Material for the task START

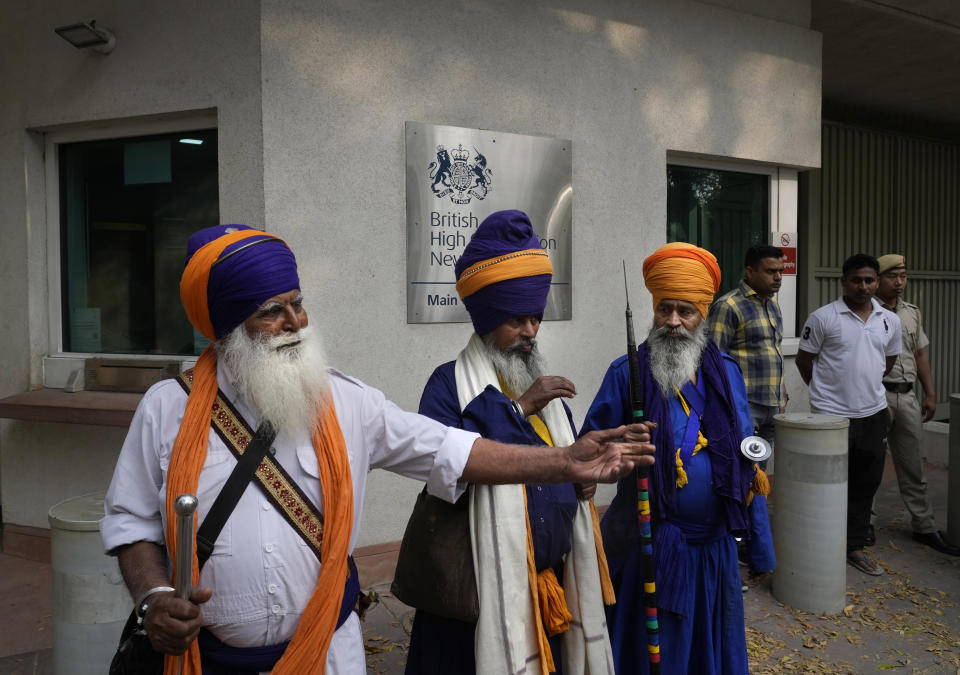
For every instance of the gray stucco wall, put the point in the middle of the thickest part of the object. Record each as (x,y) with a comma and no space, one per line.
(626,82)
(312,99)
(171,57)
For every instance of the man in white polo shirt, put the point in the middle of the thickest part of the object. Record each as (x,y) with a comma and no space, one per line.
(846,348)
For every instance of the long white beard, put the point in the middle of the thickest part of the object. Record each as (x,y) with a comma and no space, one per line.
(516,367)
(675,360)
(287,386)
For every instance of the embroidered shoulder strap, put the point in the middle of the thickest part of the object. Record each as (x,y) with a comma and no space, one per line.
(305,518)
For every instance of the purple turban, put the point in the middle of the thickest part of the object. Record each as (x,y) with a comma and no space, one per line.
(245,275)
(503,272)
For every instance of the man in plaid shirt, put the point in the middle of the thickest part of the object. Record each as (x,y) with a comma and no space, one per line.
(746,324)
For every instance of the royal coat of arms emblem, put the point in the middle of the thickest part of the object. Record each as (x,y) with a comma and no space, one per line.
(454,174)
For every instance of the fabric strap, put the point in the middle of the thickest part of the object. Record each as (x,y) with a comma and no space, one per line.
(307,651)
(272,479)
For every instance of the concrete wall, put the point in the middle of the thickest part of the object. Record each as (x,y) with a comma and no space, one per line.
(170,57)
(626,82)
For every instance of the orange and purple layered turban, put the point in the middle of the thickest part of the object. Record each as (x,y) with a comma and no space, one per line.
(503,271)
(681,271)
(229,272)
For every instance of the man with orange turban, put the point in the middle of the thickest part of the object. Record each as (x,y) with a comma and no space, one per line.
(263,601)
(702,491)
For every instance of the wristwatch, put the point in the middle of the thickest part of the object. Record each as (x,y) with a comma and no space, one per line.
(140,609)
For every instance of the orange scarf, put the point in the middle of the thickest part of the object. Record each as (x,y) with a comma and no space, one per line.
(307,651)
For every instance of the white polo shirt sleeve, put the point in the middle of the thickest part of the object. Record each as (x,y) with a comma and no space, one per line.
(811,337)
(894,336)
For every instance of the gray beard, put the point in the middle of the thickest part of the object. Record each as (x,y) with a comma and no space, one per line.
(287,387)
(517,368)
(675,360)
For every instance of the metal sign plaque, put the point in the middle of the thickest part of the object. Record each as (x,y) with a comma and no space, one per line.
(457,177)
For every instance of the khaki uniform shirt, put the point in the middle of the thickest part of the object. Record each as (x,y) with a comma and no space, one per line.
(914,339)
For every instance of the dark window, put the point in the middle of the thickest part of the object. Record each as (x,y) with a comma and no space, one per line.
(127,208)
(725,212)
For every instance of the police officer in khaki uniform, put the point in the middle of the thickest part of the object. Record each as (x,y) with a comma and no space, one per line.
(907,415)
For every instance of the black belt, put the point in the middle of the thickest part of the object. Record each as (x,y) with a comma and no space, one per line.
(898,387)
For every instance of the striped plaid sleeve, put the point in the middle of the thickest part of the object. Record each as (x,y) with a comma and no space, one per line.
(724,321)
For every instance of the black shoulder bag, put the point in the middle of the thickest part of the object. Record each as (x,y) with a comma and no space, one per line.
(135,655)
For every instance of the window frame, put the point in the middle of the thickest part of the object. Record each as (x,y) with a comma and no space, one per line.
(57,363)
(782,183)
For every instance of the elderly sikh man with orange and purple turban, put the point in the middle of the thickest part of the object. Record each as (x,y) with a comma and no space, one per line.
(278,591)
(703,492)
(549,612)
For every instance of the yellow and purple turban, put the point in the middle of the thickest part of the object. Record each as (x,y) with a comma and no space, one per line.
(503,271)
(681,271)
(229,272)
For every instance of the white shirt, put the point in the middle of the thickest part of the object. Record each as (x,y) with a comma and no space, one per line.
(262,573)
(851,356)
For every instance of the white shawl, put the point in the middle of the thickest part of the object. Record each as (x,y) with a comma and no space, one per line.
(506,641)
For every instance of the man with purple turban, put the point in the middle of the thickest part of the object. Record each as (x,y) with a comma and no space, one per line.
(263,601)
(702,491)
(498,387)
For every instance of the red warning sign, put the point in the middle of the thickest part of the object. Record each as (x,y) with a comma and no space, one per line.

Material for the task END

_Work instruction:_ Repeat the records above exactly, without any pictures.

_Exercise solution:_
For every instance of the gray stucco wall, put the point in the middle of the thickest part of the object. Record each as (x,y) with a comma and no space, one per line.
(626,82)
(312,99)
(171,57)
For every instance of the man in white polo shirt, put the point in the middle of the thickest part of the object. Record each as (x,y) with a comma and no space, one per line.
(846,348)
For every instance of the long white beard, put the point in the middle of the thickest part of the object. Record each as (x,y) with a comma and no space, one per line.
(516,367)
(675,360)
(287,386)
For every instance of the embroidered shoulder strap, put the point in the middle of the thickest part of the object. Record each as (x,y) with a comma and no space, one per line.
(305,518)
For every instance of the purple turban, put the point in the middle of the thickest part of the object. Record each as (x,y) with a comma and no space, one per line.
(245,275)
(503,272)
For every instance of the man in plaid shirt, put the point in the middle of the thickest part of the object. Record each as (x,y) with a comma and no space, one per line.
(746,324)
For every instance of the royal coat of arms emblem, put the point in the middle of the thickest part of the object. Record each as (x,y) with a comma and no space, one per line.
(454,174)
For every instance of the fabric strap, put the point in the middle of the thickest part of the object. Record each as (x,y) with a comma and no space, one per line.
(307,651)
(272,479)
For every instance of the concrete wall, put the point in the middle of the thickest part of the object. Record each as (x,y) with a comma and no space, one per line.
(170,57)
(626,82)
For every instance of the orange and purple layered turban, put the point in the middle of the thickest part of the object. Record each as (x,y) with a comma and no space, one per line.
(503,271)
(681,271)
(229,272)
For every instance of the man with orange turban, put the point in the middle of the thickest part of the object. Record each as (x,y) with a comma and no space, one per line.
(263,601)
(702,491)
For every instance of the wristwatch, put the point in the middle of the thickest part of the object. Record each as (x,y) with a comma and no space, one per line.
(140,609)
For every instance of the orange scarf, put the point in the middle of the thickest part of the object. Record each as (x,y) with a comma and no space, one per line.
(307,651)
For every instance of the white polo shirt sleeve, put the point in the middle of the thickest part of the object. Record each as (x,y) with a comma and no space, one per line.
(811,337)
(894,336)
For every instance of the gray beard, put the point in the middle of the thickest part of the object. Record each as (x,y) with a comma and no space, one per line.
(287,387)
(517,368)
(675,360)
For every instance of the metal sign plaque, put the point in the middle of the thickest part of the object. Record each as (x,y) with a comma and no space, one per line.
(457,177)
For every instance of the khaki uniform shirt, put the point in the middle of the thickest part of the object. Record each as (x,y) with a comma and no space, one per line.
(914,339)
For every instance of the dark window, put the point in the middle of the thickest part of the object. Record each as (x,y) with a comma and no space, one per line.
(127,208)
(725,212)
For every instance of the police officer in khaki uniform, put the point in the middle of the thickest part of the object. Record each as (x,y) with a comma and no space, one per line.
(907,415)
For every instance of the black belt, put the point in the middle of the thickest part of the object. Record each as (x,y) with a comma and no space, one per line.
(898,387)
For every instance of the striped plaid sleeve, put the point in the middle of the thickest part of the object. Record each as (x,y) with a comma and no space, one per line.
(724,321)
For every instance of the black shoulder bag, put the point in the middle of the thickest part of the object. Record each as (x,y) with a comma and no space, one per line.
(135,655)
For every instance of the window frame, put the point in the middle of the thickest part of the object. Record each as (x,y) with a comma and no space, one per line.
(57,363)
(782,183)
For every instance of the elderly sikh man with orange and purple turban, put the point in the middle of the thickest part of the object. Record each as (x,y) with a comma and no space, one per line.
(278,591)
(703,492)
(549,612)
For every instance of the yellow and purple turban, put the point in the middle of the thickest part of the object. Record each as (x,y) with a comma and no space, one per line.
(503,271)
(681,271)
(229,272)
For every instance of the white shirt, put the point in the middle of the thickest part of the object. Record each as (x,y) with a comma and no space, one per line.
(262,573)
(851,356)
For every instance of the white shawl, put the point in the middle of the thickest part of the object. Record each as (x,y) with a comma and no space, one per line.
(506,641)
For every instance of the man with purple turban, put the point in the middle of the thickest part of the object. Record each as (x,y) with a comma and no space, one per line.
(263,601)
(702,491)
(498,387)
For every instance of the red warning sign, put the point in the middle of the thickest part of the object. Record each as (x,y) with a comma and no space, one per line.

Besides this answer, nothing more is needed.